▸ Aim of the exercise: Extract each record and reproduce it exactly.
-------- Excerpted data
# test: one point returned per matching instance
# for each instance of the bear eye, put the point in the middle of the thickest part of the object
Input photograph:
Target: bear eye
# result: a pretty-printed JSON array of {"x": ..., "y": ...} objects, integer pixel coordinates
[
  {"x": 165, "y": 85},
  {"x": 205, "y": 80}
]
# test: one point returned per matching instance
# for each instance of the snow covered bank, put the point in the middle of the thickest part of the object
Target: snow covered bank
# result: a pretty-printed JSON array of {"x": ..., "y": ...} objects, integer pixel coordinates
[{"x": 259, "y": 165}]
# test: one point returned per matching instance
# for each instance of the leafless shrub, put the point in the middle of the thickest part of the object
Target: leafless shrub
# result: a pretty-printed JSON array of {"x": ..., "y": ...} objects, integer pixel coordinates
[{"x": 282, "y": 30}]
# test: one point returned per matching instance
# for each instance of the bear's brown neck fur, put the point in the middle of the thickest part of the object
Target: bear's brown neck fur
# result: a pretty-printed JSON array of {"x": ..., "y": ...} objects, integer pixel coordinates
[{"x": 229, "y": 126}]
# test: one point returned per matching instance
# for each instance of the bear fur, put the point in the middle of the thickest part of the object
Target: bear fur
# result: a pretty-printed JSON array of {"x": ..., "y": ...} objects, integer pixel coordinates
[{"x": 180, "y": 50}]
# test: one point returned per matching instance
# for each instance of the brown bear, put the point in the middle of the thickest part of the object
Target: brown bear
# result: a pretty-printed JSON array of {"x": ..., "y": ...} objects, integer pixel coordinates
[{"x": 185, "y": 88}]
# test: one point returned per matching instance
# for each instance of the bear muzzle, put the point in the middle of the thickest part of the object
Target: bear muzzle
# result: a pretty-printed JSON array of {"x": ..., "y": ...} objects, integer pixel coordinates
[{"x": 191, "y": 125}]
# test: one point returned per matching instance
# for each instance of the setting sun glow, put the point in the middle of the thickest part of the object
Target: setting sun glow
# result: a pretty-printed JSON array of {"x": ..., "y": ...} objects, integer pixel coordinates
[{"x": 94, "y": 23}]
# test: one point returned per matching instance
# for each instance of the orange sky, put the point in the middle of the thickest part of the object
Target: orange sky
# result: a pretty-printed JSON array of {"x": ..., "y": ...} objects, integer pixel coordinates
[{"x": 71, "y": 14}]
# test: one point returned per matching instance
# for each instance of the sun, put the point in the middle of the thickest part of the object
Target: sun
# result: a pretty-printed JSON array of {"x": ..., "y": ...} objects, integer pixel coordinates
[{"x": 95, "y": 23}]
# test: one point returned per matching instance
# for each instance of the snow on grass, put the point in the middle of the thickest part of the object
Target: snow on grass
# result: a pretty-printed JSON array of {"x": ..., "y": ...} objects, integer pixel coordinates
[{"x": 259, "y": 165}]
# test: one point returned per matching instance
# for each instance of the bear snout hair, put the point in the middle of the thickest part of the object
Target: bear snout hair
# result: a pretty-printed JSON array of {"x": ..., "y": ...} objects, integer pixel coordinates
----------------
▸ Written response:
# test: one point returned per matching instance
# for each instance of the bear eye, put the point in the middle of the thickest part of the object
Input photograph:
Target: bear eye
# result: a pretty-printed JSON array of {"x": ..., "y": ...} objects, integer pixel coordinates
[
  {"x": 165, "y": 85},
  {"x": 205, "y": 80}
]
# test: one point returned per matching instance
# for each instance of the snow covered bank, put the point in the middle of the thickest part of the object
Target: snow covered bank
# result: a pretty-printed JSON array of {"x": ..., "y": ...} objects, integer pixel coordinates
[{"x": 259, "y": 165}]
# test: one point returned per matching instance
# for each instance of the leafless shrub, put the point in the middle of the thickest part of the object
Target: leafless shrub
# result: a pretty-printed JSON array of {"x": ..., "y": ...} objects, integer pixel coordinates
[{"x": 282, "y": 30}]
# test: one point returned per matching instance
# for each instance of the bear's brown neck fur, put the point in the middle of the thickest part of the object
Target: bear's brown neck fur
# result: a pretty-printed JSON array of {"x": ..., "y": ...} objects, integer pixel coordinates
[{"x": 229, "y": 126}]
# test: one point returned per matching instance
# for each instance of the bear fur, put the point in the middle of the thickest part of the object
Target: bear fur
# result: a pretty-printed JSON array of {"x": ..., "y": ...} objects, integer pixel coordinates
[{"x": 180, "y": 50}]
# test: one point returned per matching instance
# for each instance of the brown bear, put the point in the middle of the thickest part of the object
Target: brown bear
# result: a pretty-printed JSON array of {"x": ..., "y": ...} objects, integer pixel coordinates
[{"x": 185, "y": 88}]
# test: one point returned per matching instance
# for each instance of the bear muzzle, put the point in the middle of the thickest part of the object
Target: bear muzzle
# result: a pretty-printed JSON array of {"x": ..., "y": ...} objects, integer pixel coordinates
[{"x": 191, "y": 125}]
# test: one point returned per matching instance
# for each instance of the setting sun glow, put the point in the middle of the thickest part of the object
Target: setting sun glow
# result: a pretty-printed JSON array of {"x": ..., "y": ...} objects, integer pixel coordinates
[{"x": 94, "y": 23}]
# test: one point returned per matching instance
# for each instance of the orange sky, put the point in the middle of the thickest part of the object
Target: orange sky
# result: a pretty-printed JSON array of {"x": ..., "y": ...} objects, integer pixel coordinates
[{"x": 71, "y": 14}]
# test: one point returned per matching instance
# for each instance of the sun, put the point in the middle of the thickest part of the object
Target: sun
# result: a pretty-printed JSON array of {"x": ..., "y": ...} objects, integer pixel coordinates
[{"x": 95, "y": 23}]
# test: one point returned per matching instance
# for each instance of the snow on grass, put the point in the middle of the thickest part of the object
Target: snow on grass
# result: a pretty-printed JSON array of {"x": ..., "y": ...} objects, integer pixel coordinates
[{"x": 259, "y": 165}]
# test: one point returned per matching instance
# for each instance of the bear snout hair, put the point in the middle of the thickest part of the object
Target: bear snout hair
# result: a pretty-printed JSON array of {"x": ..., "y": ...} objects, integer pixel coordinates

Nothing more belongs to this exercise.